(Collected data entries)
────────────────────────────────────────

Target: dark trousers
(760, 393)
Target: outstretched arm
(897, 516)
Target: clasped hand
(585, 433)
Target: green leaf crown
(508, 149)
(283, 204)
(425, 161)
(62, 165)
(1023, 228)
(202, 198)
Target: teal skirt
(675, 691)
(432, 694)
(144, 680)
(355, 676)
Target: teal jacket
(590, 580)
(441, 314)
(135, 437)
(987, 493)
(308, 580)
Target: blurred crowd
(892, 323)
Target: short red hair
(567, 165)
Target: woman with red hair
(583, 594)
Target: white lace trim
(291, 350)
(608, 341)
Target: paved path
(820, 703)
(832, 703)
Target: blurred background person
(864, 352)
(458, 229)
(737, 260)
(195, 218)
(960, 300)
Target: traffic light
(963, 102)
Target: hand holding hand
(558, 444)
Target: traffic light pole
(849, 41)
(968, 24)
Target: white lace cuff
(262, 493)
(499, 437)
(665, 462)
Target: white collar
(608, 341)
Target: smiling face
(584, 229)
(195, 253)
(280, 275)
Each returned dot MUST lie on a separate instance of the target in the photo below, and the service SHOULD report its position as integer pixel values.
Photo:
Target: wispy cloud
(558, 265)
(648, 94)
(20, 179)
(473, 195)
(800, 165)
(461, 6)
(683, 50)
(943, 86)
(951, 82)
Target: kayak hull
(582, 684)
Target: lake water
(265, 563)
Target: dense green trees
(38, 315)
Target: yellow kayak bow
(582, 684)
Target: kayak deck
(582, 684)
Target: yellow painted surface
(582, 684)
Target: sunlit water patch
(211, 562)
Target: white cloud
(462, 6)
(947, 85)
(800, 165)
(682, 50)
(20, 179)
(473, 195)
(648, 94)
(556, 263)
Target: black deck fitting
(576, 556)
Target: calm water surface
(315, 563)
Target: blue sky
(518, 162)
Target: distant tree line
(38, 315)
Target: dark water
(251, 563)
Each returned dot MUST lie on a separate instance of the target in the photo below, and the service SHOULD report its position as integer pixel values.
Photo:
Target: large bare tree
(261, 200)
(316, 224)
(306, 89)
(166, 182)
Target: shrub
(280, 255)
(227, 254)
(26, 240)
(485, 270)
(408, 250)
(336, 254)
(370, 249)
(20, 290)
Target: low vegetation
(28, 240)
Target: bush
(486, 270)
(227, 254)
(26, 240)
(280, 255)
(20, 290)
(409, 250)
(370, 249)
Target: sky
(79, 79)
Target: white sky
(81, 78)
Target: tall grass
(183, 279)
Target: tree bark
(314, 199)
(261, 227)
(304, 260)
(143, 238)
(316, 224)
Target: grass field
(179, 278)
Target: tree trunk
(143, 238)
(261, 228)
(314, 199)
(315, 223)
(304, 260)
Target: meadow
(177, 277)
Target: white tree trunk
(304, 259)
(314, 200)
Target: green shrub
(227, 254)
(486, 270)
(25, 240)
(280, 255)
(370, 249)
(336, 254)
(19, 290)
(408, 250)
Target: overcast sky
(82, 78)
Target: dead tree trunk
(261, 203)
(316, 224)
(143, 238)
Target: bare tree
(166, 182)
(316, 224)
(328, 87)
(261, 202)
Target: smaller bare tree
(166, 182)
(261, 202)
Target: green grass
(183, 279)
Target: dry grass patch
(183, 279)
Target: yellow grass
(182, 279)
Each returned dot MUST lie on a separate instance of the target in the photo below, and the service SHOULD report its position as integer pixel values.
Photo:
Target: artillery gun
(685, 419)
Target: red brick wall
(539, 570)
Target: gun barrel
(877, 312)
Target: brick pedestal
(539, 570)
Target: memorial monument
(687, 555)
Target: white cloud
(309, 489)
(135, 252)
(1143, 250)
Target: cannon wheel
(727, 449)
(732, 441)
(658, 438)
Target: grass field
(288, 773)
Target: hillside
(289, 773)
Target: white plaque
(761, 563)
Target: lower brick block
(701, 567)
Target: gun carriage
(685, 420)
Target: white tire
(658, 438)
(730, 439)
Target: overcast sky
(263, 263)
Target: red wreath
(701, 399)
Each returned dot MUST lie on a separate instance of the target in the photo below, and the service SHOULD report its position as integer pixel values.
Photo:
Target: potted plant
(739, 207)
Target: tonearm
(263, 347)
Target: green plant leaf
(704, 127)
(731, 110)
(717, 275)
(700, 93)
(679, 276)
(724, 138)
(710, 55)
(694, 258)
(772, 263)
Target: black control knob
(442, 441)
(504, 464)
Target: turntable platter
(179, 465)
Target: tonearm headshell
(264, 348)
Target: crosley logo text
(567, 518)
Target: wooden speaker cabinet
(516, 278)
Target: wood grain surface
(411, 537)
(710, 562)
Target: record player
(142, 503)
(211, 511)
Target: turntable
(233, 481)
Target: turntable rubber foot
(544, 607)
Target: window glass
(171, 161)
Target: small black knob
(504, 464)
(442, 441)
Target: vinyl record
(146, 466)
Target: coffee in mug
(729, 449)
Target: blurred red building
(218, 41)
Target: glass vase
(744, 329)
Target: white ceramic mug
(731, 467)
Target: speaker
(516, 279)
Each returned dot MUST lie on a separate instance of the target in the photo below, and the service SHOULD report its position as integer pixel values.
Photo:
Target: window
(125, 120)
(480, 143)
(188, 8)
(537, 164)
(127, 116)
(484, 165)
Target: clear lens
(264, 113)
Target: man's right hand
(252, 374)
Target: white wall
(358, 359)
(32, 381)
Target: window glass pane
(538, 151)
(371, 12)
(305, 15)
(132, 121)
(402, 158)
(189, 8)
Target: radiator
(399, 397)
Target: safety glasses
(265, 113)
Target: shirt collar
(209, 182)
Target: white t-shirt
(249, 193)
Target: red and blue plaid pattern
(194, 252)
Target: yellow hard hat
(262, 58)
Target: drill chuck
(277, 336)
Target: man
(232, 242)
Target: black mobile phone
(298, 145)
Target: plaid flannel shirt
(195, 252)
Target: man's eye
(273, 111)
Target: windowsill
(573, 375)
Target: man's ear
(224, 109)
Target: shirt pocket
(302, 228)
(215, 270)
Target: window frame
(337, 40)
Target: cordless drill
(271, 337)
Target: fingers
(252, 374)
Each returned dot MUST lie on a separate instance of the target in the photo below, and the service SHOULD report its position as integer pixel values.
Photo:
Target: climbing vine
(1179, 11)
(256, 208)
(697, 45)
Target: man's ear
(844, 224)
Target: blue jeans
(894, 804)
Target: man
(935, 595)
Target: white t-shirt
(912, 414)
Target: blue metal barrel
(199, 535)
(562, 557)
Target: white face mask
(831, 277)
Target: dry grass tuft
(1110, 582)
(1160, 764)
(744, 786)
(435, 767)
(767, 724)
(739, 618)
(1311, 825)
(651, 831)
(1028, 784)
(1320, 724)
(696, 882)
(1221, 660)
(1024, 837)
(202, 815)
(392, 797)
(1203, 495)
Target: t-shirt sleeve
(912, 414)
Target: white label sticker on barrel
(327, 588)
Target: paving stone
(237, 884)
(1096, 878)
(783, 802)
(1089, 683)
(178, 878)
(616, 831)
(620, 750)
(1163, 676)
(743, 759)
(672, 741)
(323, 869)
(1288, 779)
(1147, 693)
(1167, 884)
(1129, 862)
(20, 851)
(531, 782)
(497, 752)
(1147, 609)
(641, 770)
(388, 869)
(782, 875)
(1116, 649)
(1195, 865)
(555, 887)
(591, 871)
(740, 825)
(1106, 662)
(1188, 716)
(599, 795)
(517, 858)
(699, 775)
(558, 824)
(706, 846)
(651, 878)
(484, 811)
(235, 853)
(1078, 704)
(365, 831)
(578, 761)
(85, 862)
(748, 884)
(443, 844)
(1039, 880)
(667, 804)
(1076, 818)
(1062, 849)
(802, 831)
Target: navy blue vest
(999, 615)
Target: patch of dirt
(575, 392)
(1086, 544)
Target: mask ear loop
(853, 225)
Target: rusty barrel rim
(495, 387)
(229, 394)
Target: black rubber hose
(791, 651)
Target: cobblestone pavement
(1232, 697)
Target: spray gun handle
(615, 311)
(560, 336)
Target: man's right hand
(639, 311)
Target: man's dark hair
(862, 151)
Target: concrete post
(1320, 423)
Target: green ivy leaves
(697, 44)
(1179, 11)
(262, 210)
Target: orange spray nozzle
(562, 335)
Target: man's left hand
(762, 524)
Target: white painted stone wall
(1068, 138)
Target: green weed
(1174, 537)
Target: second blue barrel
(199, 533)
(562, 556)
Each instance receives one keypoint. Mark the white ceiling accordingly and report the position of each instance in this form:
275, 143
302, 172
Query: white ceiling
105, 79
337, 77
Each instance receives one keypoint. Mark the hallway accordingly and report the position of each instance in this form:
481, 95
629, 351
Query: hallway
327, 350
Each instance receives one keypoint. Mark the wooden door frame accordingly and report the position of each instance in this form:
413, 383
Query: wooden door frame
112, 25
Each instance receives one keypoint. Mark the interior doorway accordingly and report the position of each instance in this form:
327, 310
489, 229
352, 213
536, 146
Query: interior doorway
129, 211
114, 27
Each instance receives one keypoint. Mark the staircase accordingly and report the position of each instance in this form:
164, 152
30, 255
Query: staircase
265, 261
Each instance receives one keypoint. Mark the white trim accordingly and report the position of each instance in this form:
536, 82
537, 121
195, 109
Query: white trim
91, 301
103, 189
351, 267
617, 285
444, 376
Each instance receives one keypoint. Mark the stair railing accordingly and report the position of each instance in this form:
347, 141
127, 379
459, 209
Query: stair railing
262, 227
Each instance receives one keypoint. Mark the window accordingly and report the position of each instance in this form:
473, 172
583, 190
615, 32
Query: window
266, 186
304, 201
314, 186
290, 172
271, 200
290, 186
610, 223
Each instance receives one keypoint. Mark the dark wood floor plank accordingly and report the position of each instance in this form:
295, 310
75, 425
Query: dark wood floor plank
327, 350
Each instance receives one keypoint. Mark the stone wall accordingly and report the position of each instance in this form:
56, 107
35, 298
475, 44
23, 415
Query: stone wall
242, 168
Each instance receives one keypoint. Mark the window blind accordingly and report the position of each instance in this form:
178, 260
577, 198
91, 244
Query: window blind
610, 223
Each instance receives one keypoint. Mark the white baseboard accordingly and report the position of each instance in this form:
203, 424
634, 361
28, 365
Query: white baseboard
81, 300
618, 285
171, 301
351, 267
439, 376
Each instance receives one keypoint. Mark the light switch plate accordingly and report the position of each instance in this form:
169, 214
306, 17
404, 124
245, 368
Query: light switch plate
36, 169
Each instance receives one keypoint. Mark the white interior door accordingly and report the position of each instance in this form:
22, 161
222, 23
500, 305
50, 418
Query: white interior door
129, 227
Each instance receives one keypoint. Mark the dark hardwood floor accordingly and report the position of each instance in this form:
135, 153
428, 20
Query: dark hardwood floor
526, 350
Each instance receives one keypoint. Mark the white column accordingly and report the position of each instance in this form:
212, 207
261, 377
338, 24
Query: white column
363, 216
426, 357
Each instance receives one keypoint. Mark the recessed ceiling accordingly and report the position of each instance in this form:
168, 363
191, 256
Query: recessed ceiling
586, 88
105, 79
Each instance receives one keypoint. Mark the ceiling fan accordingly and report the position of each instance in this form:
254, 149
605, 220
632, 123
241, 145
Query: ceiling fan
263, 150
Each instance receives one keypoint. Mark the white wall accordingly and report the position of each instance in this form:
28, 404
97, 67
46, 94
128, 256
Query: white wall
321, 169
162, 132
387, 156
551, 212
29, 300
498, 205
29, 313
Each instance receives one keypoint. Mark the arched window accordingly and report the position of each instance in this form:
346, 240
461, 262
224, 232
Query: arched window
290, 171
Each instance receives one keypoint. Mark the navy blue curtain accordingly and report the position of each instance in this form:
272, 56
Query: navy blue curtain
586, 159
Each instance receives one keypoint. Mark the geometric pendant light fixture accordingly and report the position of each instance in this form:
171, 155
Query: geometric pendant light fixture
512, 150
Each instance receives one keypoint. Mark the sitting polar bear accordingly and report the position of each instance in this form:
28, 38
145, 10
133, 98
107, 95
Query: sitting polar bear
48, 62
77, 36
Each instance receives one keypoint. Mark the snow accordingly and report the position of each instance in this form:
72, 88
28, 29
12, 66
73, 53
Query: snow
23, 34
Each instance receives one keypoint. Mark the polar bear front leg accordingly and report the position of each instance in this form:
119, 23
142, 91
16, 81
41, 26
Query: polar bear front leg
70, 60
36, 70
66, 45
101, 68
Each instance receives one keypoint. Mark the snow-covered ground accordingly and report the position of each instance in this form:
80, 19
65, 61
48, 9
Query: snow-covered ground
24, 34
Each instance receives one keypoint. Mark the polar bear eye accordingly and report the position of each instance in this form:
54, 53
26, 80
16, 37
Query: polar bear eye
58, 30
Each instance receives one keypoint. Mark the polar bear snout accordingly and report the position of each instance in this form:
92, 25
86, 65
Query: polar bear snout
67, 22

────────────────────────────────────────

DO THIS:
Give again, word for word, every line from the one holding "Each instance receives one keypoint. Mark the snow accordingly" to the end of the data.

FINISHED ANSWER:
Each instance receives one keypoint. Mark the snow accordingly and report the position of each instance in this form:
72, 88
28, 29
12, 66
73, 53
Query: snow
23, 34
Each instance receives one keypoint. Mark the polar bear front leg accordingly and report the position of each instance in this form:
119, 23
142, 91
16, 81
41, 26
Query: polar bear front leg
70, 60
36, 70
66, 45
101, 68
Each instance receives one keypoint. Mark the snow-covered ground accordingly and report the position of each instance in this form:
80, 19
65, 61
48, 9
Query: snow-covered ground
24, 34
Each instance receives one keypoint. Mark the polar bear eye accordingly and report the position of each instance in this form:
54, 53
26, 80
16, 37
Query: polar bear eye
58, 30
Each instance receives one keypoint. Mark the polar bear snout accordingly and report the position of each instance in this form:
92, 25
86, 65
Query: polar bear snout
67, 22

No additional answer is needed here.